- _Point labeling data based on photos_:

+===+

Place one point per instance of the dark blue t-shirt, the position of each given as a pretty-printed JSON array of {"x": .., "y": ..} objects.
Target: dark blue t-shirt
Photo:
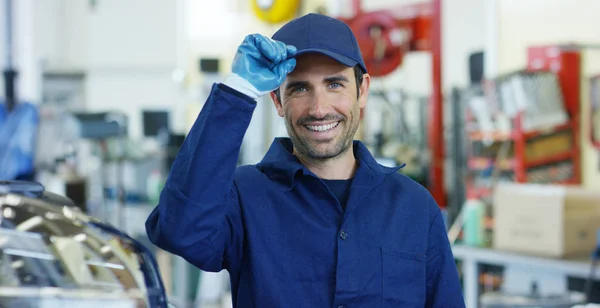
[{"x": 341, "y": 189}]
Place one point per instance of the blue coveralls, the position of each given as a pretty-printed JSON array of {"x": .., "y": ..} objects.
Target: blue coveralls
[{"x": 283, "y": 236}]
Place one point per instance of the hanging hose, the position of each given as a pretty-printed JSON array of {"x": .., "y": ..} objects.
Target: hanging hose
[{"x": 9, "y": 72}]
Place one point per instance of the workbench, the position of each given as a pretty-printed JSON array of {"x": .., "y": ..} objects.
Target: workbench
[{"x": 473, "y": 257}]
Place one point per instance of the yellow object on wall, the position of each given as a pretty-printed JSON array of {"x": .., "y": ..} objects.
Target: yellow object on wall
[{"x": 275, "y": 11}]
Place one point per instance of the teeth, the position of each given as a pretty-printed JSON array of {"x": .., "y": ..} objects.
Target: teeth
[{"x": 322, "y": 128}]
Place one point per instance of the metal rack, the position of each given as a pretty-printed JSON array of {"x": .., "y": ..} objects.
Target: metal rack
[{"x": 550, "y": 82}]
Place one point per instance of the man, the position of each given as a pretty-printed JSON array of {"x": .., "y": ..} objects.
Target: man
[{"x": 317, "y": 223}]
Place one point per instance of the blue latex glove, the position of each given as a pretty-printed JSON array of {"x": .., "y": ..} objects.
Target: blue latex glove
[{"x": 260, "y": 65}]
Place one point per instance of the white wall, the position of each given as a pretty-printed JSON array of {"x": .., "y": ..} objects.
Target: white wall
[
  {"x": 24, "y": 49},
  {"x": 538, "y": 22}
]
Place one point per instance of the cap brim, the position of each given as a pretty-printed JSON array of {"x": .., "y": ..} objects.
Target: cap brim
[{"x": 338, "y": 57}]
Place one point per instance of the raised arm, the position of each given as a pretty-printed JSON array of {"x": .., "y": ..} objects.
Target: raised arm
[{"x": 198, "y": 216}]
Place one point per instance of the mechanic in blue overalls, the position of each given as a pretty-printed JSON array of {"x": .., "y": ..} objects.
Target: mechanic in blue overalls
[
  {"x": 318, "y": 222},
  {"x": 18, "y": 131}
]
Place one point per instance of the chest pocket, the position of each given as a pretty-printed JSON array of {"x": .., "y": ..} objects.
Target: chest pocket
[{"x": 404, "y": 279}]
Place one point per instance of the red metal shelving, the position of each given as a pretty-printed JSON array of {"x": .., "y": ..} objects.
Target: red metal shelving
[{"x": 565, "y": 63}]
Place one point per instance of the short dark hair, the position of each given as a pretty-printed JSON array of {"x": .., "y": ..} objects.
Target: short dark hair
[{"x": 358, "y": 75}]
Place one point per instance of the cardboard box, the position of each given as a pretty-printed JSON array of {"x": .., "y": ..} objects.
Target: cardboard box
[{"x": 546, "y": 220}]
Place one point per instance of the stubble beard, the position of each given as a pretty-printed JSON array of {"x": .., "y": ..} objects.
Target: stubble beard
[{"x": 306, "y": 149}]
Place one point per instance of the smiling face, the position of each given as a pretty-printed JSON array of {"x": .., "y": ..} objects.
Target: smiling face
[{"x": 320, "y": 106}]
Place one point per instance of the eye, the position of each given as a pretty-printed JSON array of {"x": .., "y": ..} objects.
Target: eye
[{"x": 298, "y": 90}]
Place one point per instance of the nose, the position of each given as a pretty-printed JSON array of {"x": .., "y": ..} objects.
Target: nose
[{"x": 318, "y": 107}]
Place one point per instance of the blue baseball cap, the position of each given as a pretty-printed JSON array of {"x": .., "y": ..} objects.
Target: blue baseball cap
[{"x": 322, "y": 34}]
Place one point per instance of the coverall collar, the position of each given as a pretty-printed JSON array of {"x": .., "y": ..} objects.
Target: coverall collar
[{"x": 283, "y": 167}]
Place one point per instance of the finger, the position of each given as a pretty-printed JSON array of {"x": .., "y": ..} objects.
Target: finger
[
  {"x": 284, "y": 68},
  {"x": 274, "y": 51},
  {"x": 291, "y": 51}
]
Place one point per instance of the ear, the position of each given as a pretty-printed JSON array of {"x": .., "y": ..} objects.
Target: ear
[
  {"x": 364, "y": 91},
  {"x": 277, "y": 103}
]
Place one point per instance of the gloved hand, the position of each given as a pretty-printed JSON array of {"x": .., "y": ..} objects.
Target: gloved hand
[{"x": 260, "y": 65}]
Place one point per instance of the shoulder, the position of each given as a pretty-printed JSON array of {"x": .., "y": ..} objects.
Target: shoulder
[
  {"x": 248, "y": 175},
  {"x": 411, "y": 190}
]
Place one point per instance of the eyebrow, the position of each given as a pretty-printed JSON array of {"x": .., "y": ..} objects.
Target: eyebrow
[
  {"x": 295, "y": 84},
  {"x": 304, "y": 84},
  {"x": 337, "y": 78}
]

+===+

Beginning at the line that contains "Place one point per instance of the eyebrow, the" and continuing through the end of the material, reproduce every line, increasing each x and y coordinate in the answers by 86.

Place one point per instance of the eyebrow, the position of each given as a pretty-printed JSON array of {"x": .., "y": ..} objects.
Target: eyebrow
[
  {"x": 381, "y": 170},
  {"x": 390, "y": 170},
  {"x": 423, "y": 164}
]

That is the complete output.